**TASK DESCRIPTION**
A verbatim transcription of the listing below is required, without its pictures.

**RECORDS FOR PROCESSING**
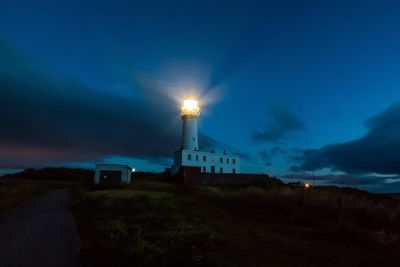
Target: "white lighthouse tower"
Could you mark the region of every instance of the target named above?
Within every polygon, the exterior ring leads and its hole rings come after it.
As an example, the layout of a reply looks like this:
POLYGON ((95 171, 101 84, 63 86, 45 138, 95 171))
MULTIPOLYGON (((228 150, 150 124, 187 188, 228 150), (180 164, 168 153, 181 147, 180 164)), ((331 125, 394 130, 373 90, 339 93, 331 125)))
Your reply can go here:
POLYGON ((172 173, 182 166, 199 167, 203 173, 240 173, 240 157, 233 154, 200 151, 197 121, 200 107, 196 100, 185 100, 181 108, 182 140, 181 148, 174 153, 172 173))
POLYGON ((200 108, 196 100, 185 100, 181 109, 182 117, 182 150, 199 150, 199 138, 197 134, 197 120, 200 116, 200 108))

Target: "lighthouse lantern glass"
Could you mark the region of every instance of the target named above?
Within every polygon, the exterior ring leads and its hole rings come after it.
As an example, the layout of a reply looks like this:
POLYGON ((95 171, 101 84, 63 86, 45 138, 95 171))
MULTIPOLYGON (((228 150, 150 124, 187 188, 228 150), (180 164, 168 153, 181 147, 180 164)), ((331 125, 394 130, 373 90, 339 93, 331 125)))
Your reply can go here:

**ANSWER SPACE**
Target: "white lighthouse tower"
Could you mark the region of every instance of the target named above?
Within every polygon, the exterior ring leads and its hole rings come after it.
As an example, the layout of a reply looks like this:
POLYGON ((95 171, 101 84, 63 86, 45 138, 95 171))
MULTIPOLYGON (((228 150, 150 124, 187 188, 228 150), (180 164, 168 153, 181 147, 180 164)), ((331 125, 394 130, 373 90, 339 93, 331 125)))
Your reply can go here:
POLYGON ((172 173, 182 166, 199 167, 203 173, 240 173, 240 157, 233 154, 200 151, 197 121, 200 107, 196 100, 185 100, 181 108, 182 140, 181 148, 174 153, 172 173))
POLYGON ((200 108, 196 100, 185 100, 181 109, 182 117, 182 150, 199 150, 199 138, 197 134, 197 120, 200 116, 200 108))

Target: "lighthouse lantern glass"
Could you mark the region of every instance of the target named above?
Within every polygon, the exterior ring leads and its hole rings come after it.
As an example, the layout of a reply looks like this:
POLYGON ((95 171, 101 84, 63 86, 45 138, 95 171))
MULTIPOLYGON (((228 150, 150 124, 187 188, 228 150), (180 164, 168 153, 181 147, 180 164)), ((331 125, 394 130, 373 90, 339 93, 331 125)))
Your reply can go here:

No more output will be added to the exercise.